▶ Tugas Latihan:
[a] Jawablah pertanyaan berikut berdasarkan teks tentang fitrah manusia.
(i) Contoh apa yang diberikan untuk menunjukkan bahwa binatang tidak mampu mewariskan hal baru yang dipelajarinya kepada sesamanya?
(ii) Dalam hal apa saja manusia memiliki kesamaan dengan binatang?
(iii) Apa yang disuruh oleh fitrah manusia dalam kondisi gawat yang mengancam eksistensinya?
[b] Tentukan apakah setiap pernyataan berikut sesuai dengan teks tentang fitrah manusia, lalu kutip kata-kata dari teks yang menjadi dasar penilaian Anda.
(i) Seekor kucing yang sudah kenyang tetap mau mencicipi makanan yang enak.
(ii) Manusia mulai mempertanyakan tujuan hidupnya setelah kebutuhan eksistensialnya terpenuhi.
(iii) Tidak ada binatang yang bunuh diri dalam keadaan apa pun.
[c] Teruskan teks tentang fitrah manusia mulai dari sesudah kalimat terakhir yang tercantum.

▶ Kutipan Dokumen:
--

Keimanan adalah keyakinan, yang
dalam Islam wajib dicapai dengan penuh kesadaran dan pengertian, karena hanya
dengan inilah kesetiaan tunggal pada Islam (tauhid) bisa diharapkan, seperti
halnya seorang fisikawan yang telah yakin akan keakuratan instrumennya, sehingga
ia pun segera berbuat sesuatu, begitu instrumen itu mengabarkan existensi
radiasi atom yang tidak pernah bisa dideteksi oleh indera fisikawan itu
sendiri.
FITRAH MANUSIA
Sejak adanya manusia, manusia memiliki berbagai
ciri-ciri (fitrah) yang membedakannya dari mahluk lain. Manusia memiliki intuisi
untuk memilih dan tidak mau menyerah pada hukum-hukum alam begitu saja. Manusia
bisa mengerjakan sesuatu yang berlawanan dengan nalurinya, misal makan meski
sudah kenyang (karena menghormati tuan rumah), atau tidak melawan meski disakiti
(karena menjaga perasaan orang). Hal ini tidak ada pada binatang. Seekor kucing
yang sudah kenyang tak mau lagi mencicipi makanan yang enak sekalipun.
Manusia memiliki kemampuan mewariskan kepada manusia
lain (atau keturunannya) hal-hal baru yang telah dipelajarinya. Inilah asal
peradaban manusia. Hal ini tidak terdapat pada binatang. Seekor kera yang
terlatih main musik dalam circus tidak akan mampu melatih kera lainnya. Seekor
kera hanya bisa melatih seekor anak kera pada hal-hal yang memang nalurinya
(memanjat, mencari buah).
Kesamaan manusia dengan binatang hanya pada kebutuhan
eksistensialnya (makan, minum, istirahat dan melanjutkan keturunan).
MANUSIA MENCARI HAKEKAT
HIDUPNYA
Manusia yang telah terpenuhi kebutuhan eksistensialnya
akan mulai mempertanyakan, untuk apa sebenarnya hidup itu. Hal ini karena
manusia memiliki kebebasan memilih, mau hidup atau mati. Karena faktor non
naluriahnya, manusia bisa putus asa dan bunuh diri, sementara tidak ada binatang
yang bunuh diri kecuali hal itu dilakukannya dalam rangka mempertahankan
eksistensinya juga (pada lebah misalnya).
Pertanyaan tentang hakekat hidup ini yang memberi warna
pada kehidupan manusia, yang tercermin dalam kebudayaan, yang digunakannya untuk
mencapai kepuasan ruhaninya.
Dalam kondisi gawat yang mengancam eksistensinya
(misalnya terhempas ombak di tengah samudra, sementara pertolongan hampir
mustahil diharapkan), fitrah manusia akan menyuruh untuk mengharapkan suatu
keajaiban.

--

▶ Data Tercatat:
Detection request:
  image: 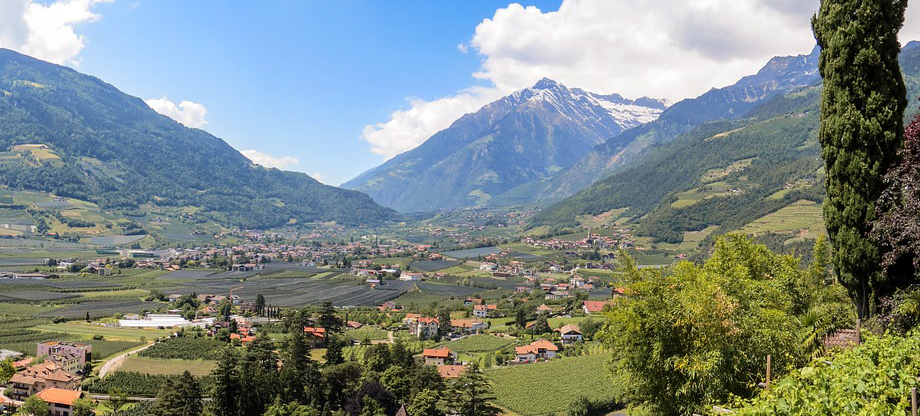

--

▶ Kunci Jawaban:
[a]
(i) Seekor kera yang terlatih main musik dalam circus tidak akan mampu melatih kera lainnya.
(ii) Pada kebutuhan eksistensialnya, yaitu makan, minum, istirahat, dan melanjutkan keturunan.
(iii) Fitrah manusia akan menyuruh untuk mengharapkan suatu keajaiban.

[b]
(i) Tidak. "Seekor kucing yang sudah kenyang tak mau lagi mencicipi makanan yang enak sekalipun."
(ii) Ya. "Manusia yang telah terpenuhi kebutuhan eksistensialnya akan mulai mempertanyakan, untuk apa sebenarnya hidup itu."
(iii) Tidak. "tidak ada binatang yang bunuh diri kecuali hal itu dilakukannya dalam rangka mempertahankan eksistensinya juga (pada lebah misalnya)"

[c]
Demikian juga ketika seseorang sedang dihadapkan pada
persoalan yang sulit, sementara pendapat dari manusia lainnya berbeda-beda, ia
akan mengharapkan petunjuk yang jelas yang bisa dipegangnya. Bila manusia
tersebut menemukan seseorang yang bisa dipercayainya, maka dalam kondisi
dilematis ini ia cenderung merujuk pada tokoh idolanya itu.
Dalam kondisi seperti ini, setiap manusia cenderung
mencari "sesembahan". Mungkin pada kasus pertama, sesembahan itu berupa dewa
laut atau sebuah jimat pusaka. Pada kasus kedua, "sesembahan" itu bisa berupa
raja (pepunden), bisa juga berupa tokoh filsafat, pemimpin revolusi bahkan
seorang dukun yang sakti.
Di luar masalah di atas, perhatian manusia terhadap alam
sekitarnya membuatnya bertanya, "Mengapa bumi dan langit bisa sehebat ini,
bagaimana jaring-jaring kehidupan (ekologi) bisa secermat ini, apa yang membuat
semilyar atom bisa berinteraksi dengan harmoni, dan dari mana hukum-hukum alam
bisa seteratur ini".
Pada masa lalu, keterbatasan pengetahuan manusia sering
membuat mereka cepat lari pada "sesembahan" mereka setiap ada fenomena yang tak
bisa mereka mengerti (misal petir, gerhana matahari). Kemajuan ilmu pengetahuan
alam kemudian mampu mengungkap cara kerja alam, namun tetap tidak mampu
memberikan jawaban, mengapa semua bisa terjadi.
Ilmu alam yang pokok penyelidikannya materi, tak mampu
mendapatkan jawaban itu pada alam, karena keteraturan tadi tidak melekat pada
materi. Contoh yang jelas ada pada peristiwa kematian. Meski beberapa saat
setelah kematian, materi pada jasad tersebut praktis belum berubah, tapi
keteraturan yang membuat jasad tersebut bertahan, telah punah, sehingga jasad
itu mulai membusuk.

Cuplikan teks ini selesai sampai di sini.